#### What this task involves
Reproduce the listing below in full and exactly; no pictures belong in the copy.

#### Material to process
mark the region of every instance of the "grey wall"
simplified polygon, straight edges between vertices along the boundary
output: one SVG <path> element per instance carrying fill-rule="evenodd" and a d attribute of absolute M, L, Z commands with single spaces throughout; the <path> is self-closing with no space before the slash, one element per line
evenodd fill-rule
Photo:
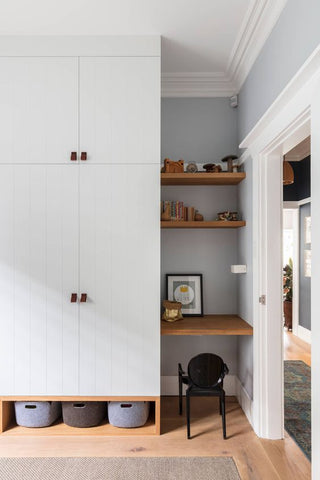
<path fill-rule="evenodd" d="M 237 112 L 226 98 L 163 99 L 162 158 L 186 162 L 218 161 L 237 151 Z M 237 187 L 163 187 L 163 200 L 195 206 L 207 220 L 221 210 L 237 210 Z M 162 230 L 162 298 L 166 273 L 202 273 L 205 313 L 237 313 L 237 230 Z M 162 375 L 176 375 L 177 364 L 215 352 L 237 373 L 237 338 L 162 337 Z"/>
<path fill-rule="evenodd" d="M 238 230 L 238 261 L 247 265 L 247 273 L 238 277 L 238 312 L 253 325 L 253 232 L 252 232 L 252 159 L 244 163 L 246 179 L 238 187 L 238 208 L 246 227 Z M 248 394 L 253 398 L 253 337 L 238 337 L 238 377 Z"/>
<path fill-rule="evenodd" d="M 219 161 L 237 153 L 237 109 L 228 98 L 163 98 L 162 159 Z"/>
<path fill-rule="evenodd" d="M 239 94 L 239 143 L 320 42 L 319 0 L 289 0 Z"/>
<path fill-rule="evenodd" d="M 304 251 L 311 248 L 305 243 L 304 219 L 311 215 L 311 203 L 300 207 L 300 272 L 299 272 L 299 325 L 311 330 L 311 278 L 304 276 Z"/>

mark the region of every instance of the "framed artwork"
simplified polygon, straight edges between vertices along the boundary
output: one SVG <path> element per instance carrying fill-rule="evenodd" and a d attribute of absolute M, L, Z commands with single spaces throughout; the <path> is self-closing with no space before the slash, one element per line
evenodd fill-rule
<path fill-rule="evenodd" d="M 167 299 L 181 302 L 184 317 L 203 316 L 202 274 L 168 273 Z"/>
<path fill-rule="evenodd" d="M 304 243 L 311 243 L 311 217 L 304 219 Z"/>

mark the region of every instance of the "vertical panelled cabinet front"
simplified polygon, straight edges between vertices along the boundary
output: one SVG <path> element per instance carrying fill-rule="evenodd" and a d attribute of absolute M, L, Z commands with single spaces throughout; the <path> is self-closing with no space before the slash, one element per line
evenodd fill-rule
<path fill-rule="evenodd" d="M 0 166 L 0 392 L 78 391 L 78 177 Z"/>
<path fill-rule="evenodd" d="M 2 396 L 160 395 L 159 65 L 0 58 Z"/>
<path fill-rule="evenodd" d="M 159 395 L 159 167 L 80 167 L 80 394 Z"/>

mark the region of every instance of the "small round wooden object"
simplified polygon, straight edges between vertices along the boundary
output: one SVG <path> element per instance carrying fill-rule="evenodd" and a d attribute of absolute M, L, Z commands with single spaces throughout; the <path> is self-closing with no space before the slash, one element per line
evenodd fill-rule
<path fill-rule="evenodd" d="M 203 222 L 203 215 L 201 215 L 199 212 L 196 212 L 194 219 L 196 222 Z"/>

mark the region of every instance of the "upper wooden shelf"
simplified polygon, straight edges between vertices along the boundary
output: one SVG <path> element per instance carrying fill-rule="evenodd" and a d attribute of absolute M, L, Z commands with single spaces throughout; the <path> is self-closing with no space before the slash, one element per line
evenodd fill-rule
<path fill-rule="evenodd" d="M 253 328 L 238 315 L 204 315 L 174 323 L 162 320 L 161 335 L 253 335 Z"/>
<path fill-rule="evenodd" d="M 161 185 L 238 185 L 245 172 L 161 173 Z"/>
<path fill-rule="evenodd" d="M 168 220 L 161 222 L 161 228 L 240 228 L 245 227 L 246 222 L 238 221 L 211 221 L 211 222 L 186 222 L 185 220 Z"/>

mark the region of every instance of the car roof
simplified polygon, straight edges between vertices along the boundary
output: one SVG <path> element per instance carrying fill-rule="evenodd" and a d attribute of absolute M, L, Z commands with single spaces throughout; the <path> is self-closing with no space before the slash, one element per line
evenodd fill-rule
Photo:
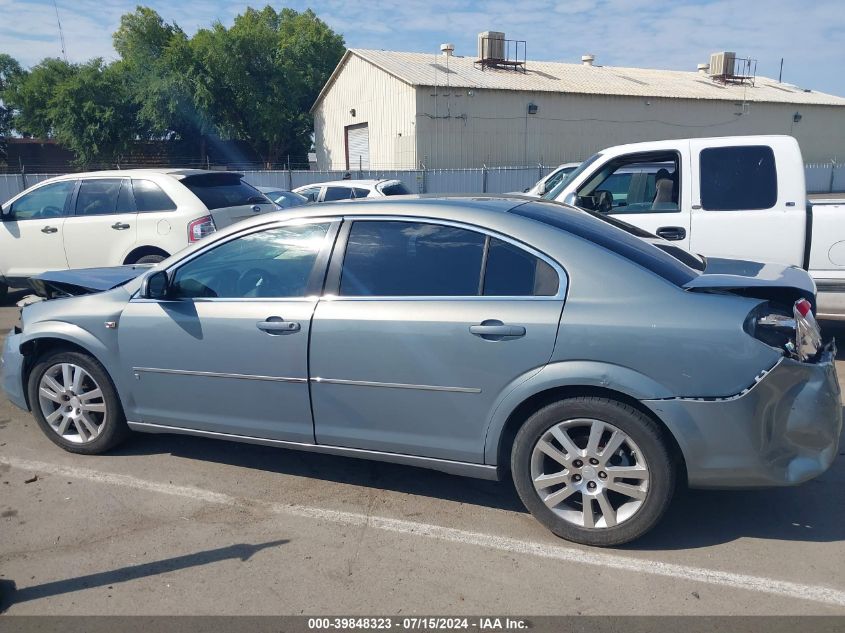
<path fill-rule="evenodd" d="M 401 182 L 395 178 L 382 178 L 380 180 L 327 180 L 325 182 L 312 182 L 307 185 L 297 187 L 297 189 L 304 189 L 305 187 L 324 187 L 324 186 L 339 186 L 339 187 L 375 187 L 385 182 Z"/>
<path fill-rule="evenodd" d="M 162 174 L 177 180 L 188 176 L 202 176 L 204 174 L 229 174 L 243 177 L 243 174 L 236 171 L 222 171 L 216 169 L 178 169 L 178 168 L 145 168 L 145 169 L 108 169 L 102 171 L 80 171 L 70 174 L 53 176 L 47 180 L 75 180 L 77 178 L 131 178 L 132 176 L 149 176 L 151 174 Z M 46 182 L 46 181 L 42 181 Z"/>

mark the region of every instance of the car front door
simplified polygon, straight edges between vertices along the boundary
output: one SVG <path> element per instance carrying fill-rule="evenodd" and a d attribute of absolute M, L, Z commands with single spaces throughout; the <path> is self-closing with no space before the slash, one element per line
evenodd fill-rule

#### Reply to the exercise
mark the region of every instance of the "grey wall"
simplified polygon, straight edges between vertices along the boundary
output: one SVG <path> element per instance carrying fill-rule="evenodd" and a d attribute of absolute M, L, Z commands with single spaces throughout; the <path> is self-closing with no space before the slash, one element per line
evenodd fill-rule
Photo:
<path fill-rule="evenodd" d="M 237 112 L 226 98 L 163 99 L 162 158 L 186 162 L 218 161 L 237 151 Z M 237 187 L 163 187 L 163 200 L 195 206 L 207 220 L 221 210 L 237 210 Z M 162 230 L 162 298 L 166 273 L 202 273 L 205 313 L 237 313 L 237 230 Z M 162 375 L 176 375 L 177 364 L 215 352 L 237 373 L 237 338 L 162 337 Z"/>
<path fill-rule="evenodd" d="M 238 230 L 238 261 L 247 265 L 247 273 L 238 277 L 238 312 L 253 325 L 253 232 L 252 232 L 252 159 L 244 163 L 246 179 L 238 187 L 238 208 L 246 227 Z M 248 394 L 253 398 L 253 337 L 238 337 L 238 377 Z"/>
<path fill-rule="evenodd" d="M 219 161 L 237 153 L 237 109 L 228 98 L 163 98 L 162 159 Z"/>
<path fill-rule="evenodd" d="M 239 94 L 239 143 L 320 42 L 319 0 L 289 0 Z"/>
<path fill-rule="evenodd" d="M 304 251 L 311 248 L 305 243 L 304 219 L 311 215 L 311 203 L 300 207 L 300 272 L 299 272 L 299 325 L 311 330 L 311 278 L 304 276 Z"/>

mark the region of every instance of the "framed artwork"
simplified polygon, straight edges between vertices along the boundary
output: one SVG <path> element per instance carrying fill-rule="evenodd" and a d attribute of absolute M, L, Z commands with single spaces throughout; the <path> is self-closing with no space before the slash, one element per line
evenodd fill-rule
<path fill-rule="evenodd" d="M 167 299 L 181 302 L 184 317 L 203 316 L 202 274 L 168 273 Z"/>
<path fill-rule="evenodd" d="M 304 243 L 311 243 L 311 217 L 304 219 Z"/>

mark the region of every instance of the "vertical panelled cabinet front"
simplified polygon, straight edges between vertices along the boundary
output: one SVG <path> element per instance carrying fill-rule="evenodd" and a d attribute of absolute M, L, Z commands with single spaces throughout; the <path> is self-closing with no space before the slash, one element per line
evenodd fill-rule
<path fill-rule="evenodd" d="M 0 166 L 0 392 L 78 391 L 78 177 Z"/>
<path fill-rule="evenodd" d="M 2 396 L 160 395 L 159 65 L 0 58 Z"/>
<path fill-rule="evenodd" d="M 159 395 L 159 167 L 80 167 L 80 394 Z"/>

mark the region of every instance of the "small round wooden object"
simplified polygon, straight edges between vertices along the boundary
output: one SVG <path> element per instance carrying fill-rule="evenodd" and a d attribute of absolute M, L, Z commands with single spaces throughout; the <path> is self-closing with no space before the slash, one element per line
evenodd fill-rule
<path fill-rule="evenodd" d="M 203 222 L 203 215 L 201 215 L 199 212 L 196 212 L 194 219 L 196 222 Z"/>

mark the region of every instance of the "upper wooden shelf"
simplified polygon, straight edges between vertices along the boundary
output: one SVG <path> element per instance carrying fill-rule="evenodd" and a d attribute of absolute M, L, Z commands with single spaces throughout; the <path> is self-closing with no space before the slash, one element per line
evenodd fill-rule
<path fill-rule="evenodd" d="M 253 328 L 238 315 L 204 315 L 174 323 L 162 320 L 161 335 L 253 335 Z"/>
<path fill-rule="evenodd" d="M 161 185 L 238 185 L 245 172 L 161 173 Z"/>
<path fill-rule="evenodd" d="M 168 220 L 161 222 L 161 228 L 240 228 L 245 227 L 246 222 L 238 221 L 211 221 L 211 222 L 186 222 L 185 220 Z"/>

mark the region of every instance of the car roof
simplified polygon, straight edges between vertices along the boundary
output: one SVG <path> element per instance carrying fill-rule="evenodd" and a d attribute of absolute M, L, Z commands with single spaces throughout; the <path> is self-closing with no space before the slash, one element per line
evenodd fill-rule
Photo:
<path fill-rule="evenodd" d="M 401 182 L 395 178 L 382 178 L 380 180 L 327 180 L 325 182 L 312 182 L 307 185 L 297 187 L 297 189 L 304 189 L 305 187 L 324 187 L 324 186 L 339 186 L 339 187 L 375 187 L 385 182 Z"/>
<path fill-rule="evenodd" d="M 162 174 L 177 180 L 188 176 L 202 176 L 204 174 L 229 174 L 243 177 L 243 174 L 236 171 L 222 171 L 216 169 L 178 169 L 178 168 L 145 168 L 145 169 L 108 169 L 102 171 L 80 171 L 70 174 L 53 176 L 47 180 L 75 180 L 77 178 L 131 178 L 132 176 L 149 176 L 151 174 Z M 46 182 L 46 181 L 42 181 Z"/>

mark the region of every instance of the car front door
simplified polygon, straight edges between vertices along the boundary
output: one SVG <path> element per instance carrying fill-rule="evenodd" and a d attribute of absolute M, L, Z commands with single spaces throughout; the <path> is self-closing with no space before the slash, one element per line
evenodd fill-rule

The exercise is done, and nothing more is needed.